[WORK REQUIRED] Could you give back the lines starting at the one containing "Target = green sarong" and ending at the one containing "[(148, 67), (50, 28)]", swapping "single-line" for "one-line" and keeping everything else the same?

[RECORD LIST]
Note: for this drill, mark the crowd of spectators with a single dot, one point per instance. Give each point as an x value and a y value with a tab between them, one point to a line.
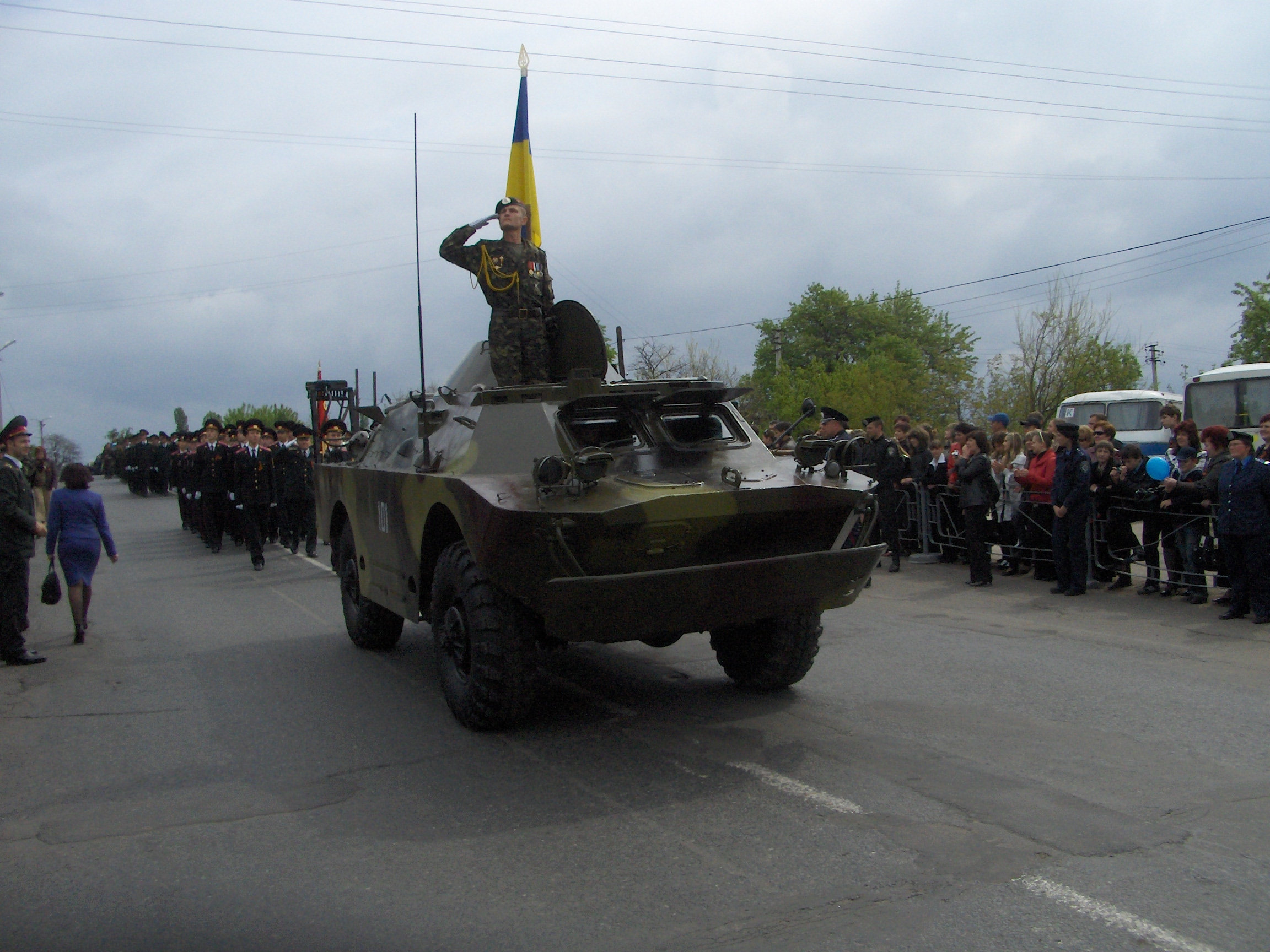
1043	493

==

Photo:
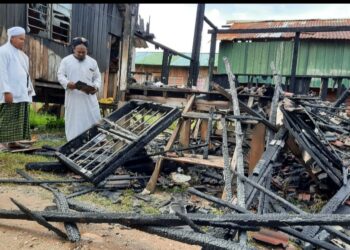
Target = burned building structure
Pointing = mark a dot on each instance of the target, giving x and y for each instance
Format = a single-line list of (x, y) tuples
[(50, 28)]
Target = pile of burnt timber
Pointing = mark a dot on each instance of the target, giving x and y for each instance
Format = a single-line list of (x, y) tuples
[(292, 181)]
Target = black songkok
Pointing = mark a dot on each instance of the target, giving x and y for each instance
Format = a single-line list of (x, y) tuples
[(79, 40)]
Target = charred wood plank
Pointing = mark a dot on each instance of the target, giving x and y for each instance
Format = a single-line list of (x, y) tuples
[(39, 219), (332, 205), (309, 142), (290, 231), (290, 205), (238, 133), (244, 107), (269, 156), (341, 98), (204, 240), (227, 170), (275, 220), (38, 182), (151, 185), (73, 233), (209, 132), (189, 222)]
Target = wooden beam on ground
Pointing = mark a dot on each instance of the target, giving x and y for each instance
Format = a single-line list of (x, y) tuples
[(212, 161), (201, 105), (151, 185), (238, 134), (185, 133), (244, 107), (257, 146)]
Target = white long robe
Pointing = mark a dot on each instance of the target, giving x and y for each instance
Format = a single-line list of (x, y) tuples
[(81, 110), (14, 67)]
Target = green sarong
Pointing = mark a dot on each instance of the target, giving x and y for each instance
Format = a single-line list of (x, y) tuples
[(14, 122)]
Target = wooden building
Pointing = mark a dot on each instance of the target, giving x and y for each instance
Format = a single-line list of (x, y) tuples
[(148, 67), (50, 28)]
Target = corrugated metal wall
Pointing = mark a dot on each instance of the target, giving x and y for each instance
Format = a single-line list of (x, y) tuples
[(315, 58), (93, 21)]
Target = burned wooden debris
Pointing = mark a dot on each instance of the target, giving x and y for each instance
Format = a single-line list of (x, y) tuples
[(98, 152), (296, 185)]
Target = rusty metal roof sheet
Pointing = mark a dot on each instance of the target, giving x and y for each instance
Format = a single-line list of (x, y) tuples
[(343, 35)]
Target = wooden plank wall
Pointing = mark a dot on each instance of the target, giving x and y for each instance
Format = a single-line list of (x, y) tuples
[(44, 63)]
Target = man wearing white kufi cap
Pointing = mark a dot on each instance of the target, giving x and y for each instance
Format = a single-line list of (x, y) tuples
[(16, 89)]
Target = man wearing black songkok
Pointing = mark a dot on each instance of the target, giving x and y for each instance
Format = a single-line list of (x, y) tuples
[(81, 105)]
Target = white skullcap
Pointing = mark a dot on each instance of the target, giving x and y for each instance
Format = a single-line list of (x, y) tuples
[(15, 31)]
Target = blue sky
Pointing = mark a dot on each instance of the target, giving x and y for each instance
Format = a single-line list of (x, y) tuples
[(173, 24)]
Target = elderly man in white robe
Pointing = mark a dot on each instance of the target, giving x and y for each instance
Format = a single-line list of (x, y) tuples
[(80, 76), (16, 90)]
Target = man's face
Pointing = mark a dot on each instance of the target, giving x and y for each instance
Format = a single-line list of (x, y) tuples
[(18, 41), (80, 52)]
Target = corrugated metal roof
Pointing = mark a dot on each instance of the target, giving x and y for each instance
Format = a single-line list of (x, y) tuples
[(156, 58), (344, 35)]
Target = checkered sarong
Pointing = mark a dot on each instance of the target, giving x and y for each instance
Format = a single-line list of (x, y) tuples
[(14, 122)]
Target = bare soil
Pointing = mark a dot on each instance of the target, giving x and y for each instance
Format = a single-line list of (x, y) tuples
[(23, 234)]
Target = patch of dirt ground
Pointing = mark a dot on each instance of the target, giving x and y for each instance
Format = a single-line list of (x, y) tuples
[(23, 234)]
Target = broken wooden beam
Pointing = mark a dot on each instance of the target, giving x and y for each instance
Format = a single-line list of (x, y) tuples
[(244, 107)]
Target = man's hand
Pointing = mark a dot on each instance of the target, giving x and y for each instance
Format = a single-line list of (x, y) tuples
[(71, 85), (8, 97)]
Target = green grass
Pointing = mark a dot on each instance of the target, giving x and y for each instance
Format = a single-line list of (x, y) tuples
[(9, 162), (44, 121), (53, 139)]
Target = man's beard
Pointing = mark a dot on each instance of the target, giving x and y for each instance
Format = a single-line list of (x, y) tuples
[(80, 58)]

[OUTPUT FOR THIS EXERCISE]
Target = green sarong
Pointing = mark a dot on each instance of the target, giving x and y for each instance
Format = a one-line list of (x, y) tuples
[(14, 122)]
Target = wooden building
Pointing = mark a dot on each instance of the target, giving x and y for each instance
Format = a one-line list of (x, y) tuples
[(148, 67), (50, 28)]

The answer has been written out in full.